• _Directions_: Decide whether each statement agrees with the Couch to 5K post below, answering yes or no and quoting the words of the post that settle it. 1. The writer enjoyed Cross Country at school. 2. Cross Country was cancelled because the weather was too cold. 3. The writer wears makeup now.

• _Provided passage_:
============

Not a Runner – Starting My Couch to 5K Challenge

When I was at school, I hated PE. Not only did I dislike the physical exertion, I hated being outside in the cold. Inevitably, PE almost always ended up a session of me defending myself from bullies in some way, or my poor skills because I never understood the rules to any of the sports (nor did I care). 

I would much sooner have been nestled in the corner of the library reading a book. 

One thing I did enjoy, however, was Cross Country. We used to have to run around the streets that went around our school, but in the end it got cancelled because kids were getting picked on in the streets by kids not even from our school. 

But one incident of running sticks in my mind to this day. I had a friend I was envious of deep down. She was thin and popular whereas I was the frumpy, chubby, acne-ridden gamer and outsider. I didn’t wear makeup (still don’t), wasn’t interested in boys, and was bored as sin by gossip, fashion, and the latest TV shows (still am).

============

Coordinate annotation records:
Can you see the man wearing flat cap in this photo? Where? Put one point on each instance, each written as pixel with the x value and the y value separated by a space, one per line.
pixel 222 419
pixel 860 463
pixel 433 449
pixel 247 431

============

• _Expected answer_:
1. Yes: "One thing I did enjoy, however, was Cross Country."
2. No: "in the end it got cancelled because kids were getting picked on in the streets by kids not even from our school."
3. No: "I didn’t wear makeup (still don’t)"